→ ASSIGNMENT:
Retype all of the entries word for word.

** Opening DATA RECORDS block **

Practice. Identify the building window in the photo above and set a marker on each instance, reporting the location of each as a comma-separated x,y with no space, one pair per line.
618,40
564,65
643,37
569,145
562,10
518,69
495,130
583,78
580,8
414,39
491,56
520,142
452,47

** Closing DATA RECORDS block **

→ EXERCISE RESULT:
Practice. Identify the building window in the photo above and set a marker on each instance, reporting the location of each as a comma-separated x,y with no space, one pair per line.
618,40
564,65
643,37
569,145
562,10
518,69
495,130
583,78
580,8
414,39
491,56
520,142
452,47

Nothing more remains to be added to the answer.